— WHAT THE TASK REQUIRES —
Repeat precisely the span of lines below that opens with the line containing "The response SHOULD mark one point per instance of the arena" and closes with the line containing "The response SHOULD mark one point per instance of the handrail", both included.

— RECORDS SHOWN —
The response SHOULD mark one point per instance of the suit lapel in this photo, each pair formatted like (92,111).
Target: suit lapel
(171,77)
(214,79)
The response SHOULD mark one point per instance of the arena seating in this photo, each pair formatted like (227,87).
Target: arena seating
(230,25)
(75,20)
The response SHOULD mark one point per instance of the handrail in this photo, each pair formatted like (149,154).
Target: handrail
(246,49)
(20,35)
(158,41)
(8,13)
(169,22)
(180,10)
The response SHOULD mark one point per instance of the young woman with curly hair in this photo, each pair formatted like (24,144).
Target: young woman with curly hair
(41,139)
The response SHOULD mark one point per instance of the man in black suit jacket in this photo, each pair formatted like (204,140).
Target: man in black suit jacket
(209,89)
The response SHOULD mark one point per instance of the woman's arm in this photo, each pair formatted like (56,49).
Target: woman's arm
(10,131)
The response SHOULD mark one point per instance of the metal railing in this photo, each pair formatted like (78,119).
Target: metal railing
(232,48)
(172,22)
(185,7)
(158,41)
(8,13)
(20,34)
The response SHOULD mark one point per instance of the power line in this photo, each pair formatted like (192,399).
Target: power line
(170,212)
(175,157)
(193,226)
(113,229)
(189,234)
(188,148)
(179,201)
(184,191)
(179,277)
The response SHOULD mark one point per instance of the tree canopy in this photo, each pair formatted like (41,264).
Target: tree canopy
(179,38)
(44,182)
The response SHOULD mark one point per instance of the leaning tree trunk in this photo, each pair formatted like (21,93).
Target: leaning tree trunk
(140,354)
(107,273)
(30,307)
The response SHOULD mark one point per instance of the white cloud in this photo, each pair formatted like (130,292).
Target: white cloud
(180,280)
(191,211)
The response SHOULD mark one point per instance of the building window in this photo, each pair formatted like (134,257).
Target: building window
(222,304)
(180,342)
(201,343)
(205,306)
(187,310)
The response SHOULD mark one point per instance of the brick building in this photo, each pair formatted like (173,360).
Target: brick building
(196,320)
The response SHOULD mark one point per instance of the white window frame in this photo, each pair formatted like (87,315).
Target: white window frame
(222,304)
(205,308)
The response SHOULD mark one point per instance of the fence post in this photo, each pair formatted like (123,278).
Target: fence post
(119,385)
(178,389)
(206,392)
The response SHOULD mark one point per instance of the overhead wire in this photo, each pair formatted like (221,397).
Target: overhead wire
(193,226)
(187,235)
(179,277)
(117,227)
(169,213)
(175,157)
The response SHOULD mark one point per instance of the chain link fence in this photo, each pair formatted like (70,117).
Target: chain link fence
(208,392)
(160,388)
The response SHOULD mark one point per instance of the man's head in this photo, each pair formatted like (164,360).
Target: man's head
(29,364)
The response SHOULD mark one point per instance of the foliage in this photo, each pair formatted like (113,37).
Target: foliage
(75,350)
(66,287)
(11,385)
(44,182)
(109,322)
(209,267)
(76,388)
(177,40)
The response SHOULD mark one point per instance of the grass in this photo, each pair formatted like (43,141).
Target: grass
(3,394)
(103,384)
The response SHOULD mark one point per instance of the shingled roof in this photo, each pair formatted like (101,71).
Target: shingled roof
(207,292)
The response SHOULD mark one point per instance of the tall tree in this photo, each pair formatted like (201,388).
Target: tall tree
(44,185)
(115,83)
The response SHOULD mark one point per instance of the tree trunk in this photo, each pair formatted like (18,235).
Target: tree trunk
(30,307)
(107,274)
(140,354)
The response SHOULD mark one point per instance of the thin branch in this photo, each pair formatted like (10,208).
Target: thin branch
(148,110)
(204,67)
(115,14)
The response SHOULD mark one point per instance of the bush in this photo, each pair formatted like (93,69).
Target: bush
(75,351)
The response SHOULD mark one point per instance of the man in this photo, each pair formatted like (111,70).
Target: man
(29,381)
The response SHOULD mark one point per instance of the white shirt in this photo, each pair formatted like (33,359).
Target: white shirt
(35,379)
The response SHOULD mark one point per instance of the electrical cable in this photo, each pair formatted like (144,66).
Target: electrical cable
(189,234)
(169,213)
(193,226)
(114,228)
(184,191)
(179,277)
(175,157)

— EXERCISE RESULT —
The response SHOULD mark one point per instance of the arena seating in this photo, each pair formatted like (227,87).
Target: arena seating
(230,25)
(75,20)
The response SHOULD mark one point per instance of the handrail in this photo, each pair formatted like (149,154).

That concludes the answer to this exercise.